- Linhas de dados:
=======
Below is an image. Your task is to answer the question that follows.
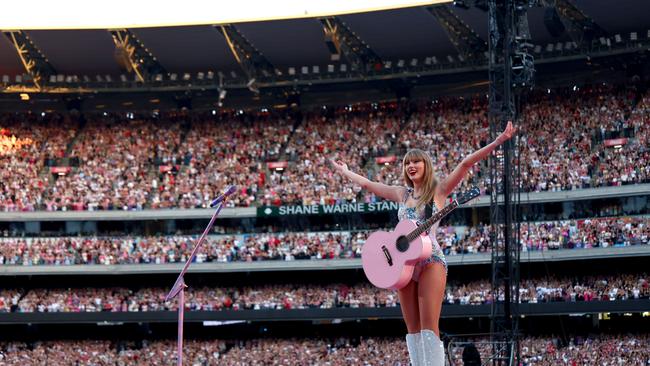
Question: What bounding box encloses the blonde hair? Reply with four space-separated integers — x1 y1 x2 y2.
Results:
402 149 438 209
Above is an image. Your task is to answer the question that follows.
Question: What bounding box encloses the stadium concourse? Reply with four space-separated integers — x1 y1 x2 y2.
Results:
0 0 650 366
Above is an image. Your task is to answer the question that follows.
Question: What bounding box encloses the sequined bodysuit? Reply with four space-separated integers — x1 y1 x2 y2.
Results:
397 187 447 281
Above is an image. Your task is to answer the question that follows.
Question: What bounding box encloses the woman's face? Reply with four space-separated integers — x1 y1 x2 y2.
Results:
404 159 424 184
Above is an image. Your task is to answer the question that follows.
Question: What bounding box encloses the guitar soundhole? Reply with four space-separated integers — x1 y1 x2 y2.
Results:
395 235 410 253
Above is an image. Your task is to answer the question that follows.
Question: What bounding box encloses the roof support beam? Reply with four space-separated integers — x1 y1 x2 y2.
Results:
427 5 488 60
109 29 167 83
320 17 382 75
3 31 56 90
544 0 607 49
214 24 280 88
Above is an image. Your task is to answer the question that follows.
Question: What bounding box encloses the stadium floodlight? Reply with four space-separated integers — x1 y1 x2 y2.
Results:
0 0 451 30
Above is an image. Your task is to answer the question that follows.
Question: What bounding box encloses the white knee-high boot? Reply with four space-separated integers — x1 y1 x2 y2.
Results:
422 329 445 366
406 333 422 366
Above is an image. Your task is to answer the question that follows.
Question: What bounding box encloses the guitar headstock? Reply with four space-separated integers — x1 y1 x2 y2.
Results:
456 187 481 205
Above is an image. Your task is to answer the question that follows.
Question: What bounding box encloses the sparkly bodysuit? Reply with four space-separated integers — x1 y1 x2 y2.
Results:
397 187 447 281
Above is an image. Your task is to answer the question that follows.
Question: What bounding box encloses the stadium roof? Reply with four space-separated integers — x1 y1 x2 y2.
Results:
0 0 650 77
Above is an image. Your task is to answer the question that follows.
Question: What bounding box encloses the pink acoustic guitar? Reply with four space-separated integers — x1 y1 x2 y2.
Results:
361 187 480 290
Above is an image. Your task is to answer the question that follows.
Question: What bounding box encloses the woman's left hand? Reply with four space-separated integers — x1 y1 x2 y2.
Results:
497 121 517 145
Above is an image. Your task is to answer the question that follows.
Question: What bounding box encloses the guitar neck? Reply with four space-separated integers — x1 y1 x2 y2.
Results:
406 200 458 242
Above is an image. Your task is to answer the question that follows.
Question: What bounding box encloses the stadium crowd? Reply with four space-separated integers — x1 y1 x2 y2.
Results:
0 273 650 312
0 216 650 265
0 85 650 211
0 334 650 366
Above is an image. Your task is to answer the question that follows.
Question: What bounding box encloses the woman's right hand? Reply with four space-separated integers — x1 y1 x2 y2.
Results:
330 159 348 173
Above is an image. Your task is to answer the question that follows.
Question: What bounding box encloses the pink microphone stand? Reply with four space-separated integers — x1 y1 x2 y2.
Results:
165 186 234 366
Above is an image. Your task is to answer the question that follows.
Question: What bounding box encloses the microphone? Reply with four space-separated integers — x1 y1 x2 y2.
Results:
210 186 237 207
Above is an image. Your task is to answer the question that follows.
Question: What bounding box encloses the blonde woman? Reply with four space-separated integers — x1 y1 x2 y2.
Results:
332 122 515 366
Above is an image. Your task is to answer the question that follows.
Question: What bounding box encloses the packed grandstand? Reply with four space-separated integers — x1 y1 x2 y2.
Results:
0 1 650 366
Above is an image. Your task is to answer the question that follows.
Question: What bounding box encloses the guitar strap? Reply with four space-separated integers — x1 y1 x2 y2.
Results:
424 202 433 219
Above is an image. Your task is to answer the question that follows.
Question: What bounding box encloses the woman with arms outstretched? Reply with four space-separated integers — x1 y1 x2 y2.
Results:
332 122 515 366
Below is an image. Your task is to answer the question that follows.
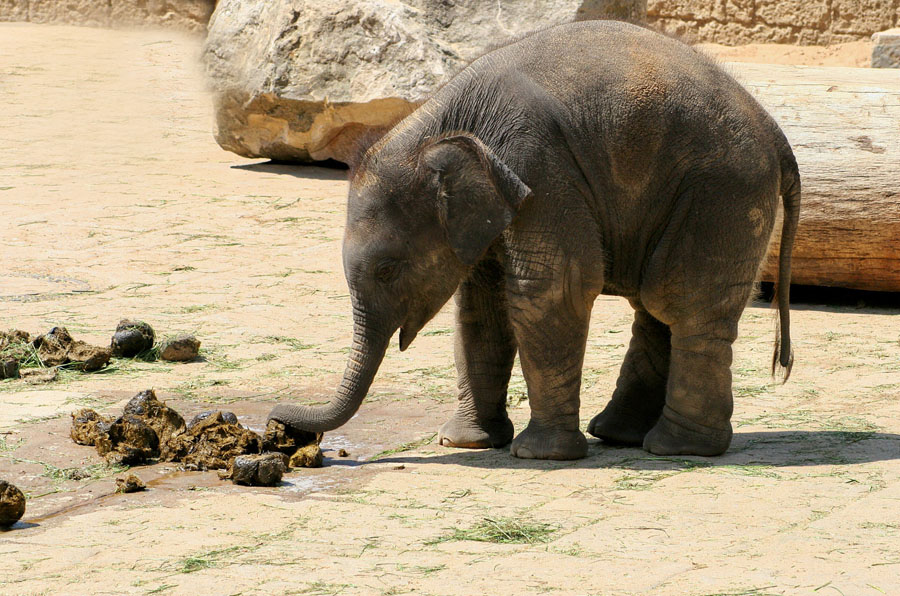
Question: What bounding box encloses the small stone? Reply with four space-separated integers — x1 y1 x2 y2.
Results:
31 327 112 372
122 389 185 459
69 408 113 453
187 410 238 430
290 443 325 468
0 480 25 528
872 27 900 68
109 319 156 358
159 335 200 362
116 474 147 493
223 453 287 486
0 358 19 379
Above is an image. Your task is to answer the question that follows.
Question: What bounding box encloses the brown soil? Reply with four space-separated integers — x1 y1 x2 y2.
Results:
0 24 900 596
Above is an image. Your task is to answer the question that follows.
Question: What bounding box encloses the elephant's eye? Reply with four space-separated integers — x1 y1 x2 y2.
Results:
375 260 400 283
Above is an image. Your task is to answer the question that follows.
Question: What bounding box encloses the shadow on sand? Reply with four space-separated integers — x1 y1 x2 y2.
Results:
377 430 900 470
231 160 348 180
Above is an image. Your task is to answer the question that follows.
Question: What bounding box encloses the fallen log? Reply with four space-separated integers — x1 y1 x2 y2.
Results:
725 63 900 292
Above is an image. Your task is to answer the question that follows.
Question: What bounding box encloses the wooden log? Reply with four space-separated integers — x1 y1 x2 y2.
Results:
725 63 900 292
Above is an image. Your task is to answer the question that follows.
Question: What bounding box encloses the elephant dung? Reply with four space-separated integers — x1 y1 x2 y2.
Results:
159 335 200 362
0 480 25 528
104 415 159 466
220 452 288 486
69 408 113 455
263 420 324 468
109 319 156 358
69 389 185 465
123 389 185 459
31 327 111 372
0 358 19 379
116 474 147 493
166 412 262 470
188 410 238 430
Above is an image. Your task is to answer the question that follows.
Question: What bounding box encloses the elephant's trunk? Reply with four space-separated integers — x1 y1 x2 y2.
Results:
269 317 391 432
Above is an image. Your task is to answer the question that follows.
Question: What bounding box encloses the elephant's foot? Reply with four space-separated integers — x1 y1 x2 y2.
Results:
=======
Cite textualmente todas as entradas acima, sem qualquer alteração, e omita as imagens na resposta.

- A SOLUÇÃO:
Below is an image. Your task is to answer the question that follows.
Question: What bounding box encloses the blonde hair? Reply with four space-separated integers — x1 y1 x2 y2.
Results:
402 149 438 209
Above is an image. Your task is to answer the question that follows.
Question: What bounding box encloses the stadium concourse? Reply with four space-separated integers — x1 y1 x2 y2.
Results:
0 0 650 366
Above is an image. Your task is to answer the question that follows.
Question: What bounding box encloses the sequined bodysuit? Reply with four space-separated integers — x1 y1 x2 y2.
Results:
397 187 447 281
Above is an image. Your task is to answer the question that follows.
Question: What bounding box encloses the woman's face? Reply with four space-separated integers — x1 y1 x2 y2.
Results:
404 159 424 184
Above is an image. Your task is to answer the question that follows.
Question: What bounding box encloses the guitar soundhole? Reply with four space-separated integers — x1 y1 x2 y2.
Results:
395 235 410 253
Above is an image. Your task is to answer the question that follows.
Question: What bounding box encloses the roof support beam? Reply with four space-separated integers — x1 y1 x2 y2.
Results:
427 5 488 60
109 29 167 83
320 17 382 75
3 31 56 90
544 0 607 49
214 24 280 88
Above is an image. Your task is to answer the question that follows.
Question: What bounding box encloses the stadium floodlight? Reply with four space-separated integers — x1 y1 x2 y2.
Results:
0 0 451 30
Above is an image. Your task is to answer the question that follows.
Question: What bounding box encloses the white knee-high boot? Reply with four space-separated integers — x1 y1 x2 y2.
Results:
422 329 445 366
406 333 422 366
Above is an image. Your task is to answer the question that follows.
Question: What bounding box encloses the guitar headstock? Reply with four space-separated integers — x1 y1 x2 y2.
Results:
456 187 481 205
Above is an image. Your task is to answer the question that follows.
Question: What bounding box encloses the sparkly bodysuit? Reply with four space-separated integers — x1 y1 x2 y2.
Results:
397 187 447 281
Above is an image. Your task is to answer the question that follows.
Question: What bounding box encloses the stadium roof? Reply with four space-separated integers — x1 y1 x2 y2.
Results:
0 0 650 77
Above is an image. Your task is to answer the question that follows.
Question: What bounding box encloses the pink acoustic guitar? Reply with four space-separated integers — x1 y1 x2 y2.
Results:
361 187 480 290
Above is an image. Your task is to answer the question that follows.
Question: What bounding box encloses the woman's left hand? Reply with four space-separated integers — x1 y1 x2 y2.
Results:
497 121 517 145
Above is an image. Your task is to answer the question that follows.
Question: What bounding box encloses the guitar neck? Reply with four space-separated integers — x1 y1 x2 y2.
Results:
406 200 458 242
Above is an image. Your task is to answer the question that follows.
Question: What bounding box encloses the stadium crowd? Reply with four space-separated integers — x1 y1 x2 y2.
Results:
0 273 650 312
0 216 650 265
0 85 650 211
0 334 650 366
Above is an image. Your task is to answer the question that follows.
Question: What bounding box encloses the woman's right hand? Reply with four space-separated integers — x1 y1 x2 y2.
Results:
330 159 348 173
Above is an image. Your task is to answer the question that follows.
Question: What bounding box encloses the pink microphone stand? Reply with four space-separated integers — x1 y1 x2 y2.
Results:
165 186 234 366
Above is an image. Your task is to answer the question that follows.
Question: What bounding box encloses the microphone? Reply with four space-separated integers — x1 y1 x2 y2.
Results:
210 186 237 207
Above is an image. Your task is to answer the question that follows.
Question: What bounding box encloses the blonde woman? Reply with four space-separated integers — x1 y1 x2 y2.
Results:
332 122 515 366
Above is an image. Your task is to answer the question that follows.
Question: What bounding box encloses the packed grandstand? Reply with four space-separated integers — x1 y1 x2 y2.
Results:
0 1 650 366
Above is an image. Your task is to answer the question that follows.
Question: What bounding box encloses the guitar strap? Reply with four space-separated integers — x1 y1 x2 y2.
Results:
424 202 433 219
Above is an image. Your task is to answer the question that follows.
Question: What bounding box encloses the woman with arms outstretched? Reply with four space-separated integers — x1 y1 x2 y2.
Results:
332 122 515 366
Below is an image. Your task is to answer the question that follows.
Question: What bounding box encloses the small stone? Reply with four space-separated integers — x1 y1 x2 y2.
Results:
31 327 112 372
122 389 185 459
69 408 113 453
187 410 238 430
290 443 325 468
0 480 25 528
872 27 900 68
109 319 156 358
159 335 200 362
116 474 147 493
223 453 287 486
0 358 19 379
Above is an image. Your task is to answer the question that follows.
Question: What bounding box encloses the brown soil? Reply with four space-separated integers — x1 y1 x2 y2.
Results:
0 24 900 596
Above is an image. Your task is to answer the question that follows.
Question: What bounding box encloses the elephant's eye? Reply with four space-separated integers — x1 y1 x2 y2.
Results:
375 260 400 283
Above is an image. Your task is to answer the question that follows.
Question: What bounding box encloses the shadow on sand? Reply with four space-separated integers — x1 y1 x2 y2.
Results:
377 430 900 470
231 160 348 180
Above is an image. Your task is to answer the question that follows.
Question: What bounding box encloses the fallen log? Reply with four space-separated integers — x1 y1 x2 y2.
Results:
725 63 900 292
Above is an image. Your task is to answer the question that follows.
Question: What bounding box encloses the wooden log? Reply with four space-separated integers — x1 y1 x2 y2.
Results:
725 63 900 292
Above is an image. Your task is to answer the question that follows.
Question: What bounding box encloses the elephant dung? Reply with four space-separated integers — x1 y1 x2 y2.
Results:
159 335 200 362
0 480 25 528
104 415 159 466
220 452 288 486
69 408 113 455
263 420 324 468
109 319 156 358
69 389 185 465
123 389 185 459
31 327 111 372
0 358 19 379
116 474 147 493
166 412 262 470
188 410 238 430
Above is an image. Your task is to answer the question that follows.
Question: What bounding box encloses the elephant's trunk? Reply with four space-separated integers — x1 y1 x2 y2.
Results:
269 317 391 432
Above is an image. Your task is to answer the question that follows.
Question: What bounding box encloses the elephant's foot? Reply with four space-separated integers — x1 y1 x2 y2.
Results:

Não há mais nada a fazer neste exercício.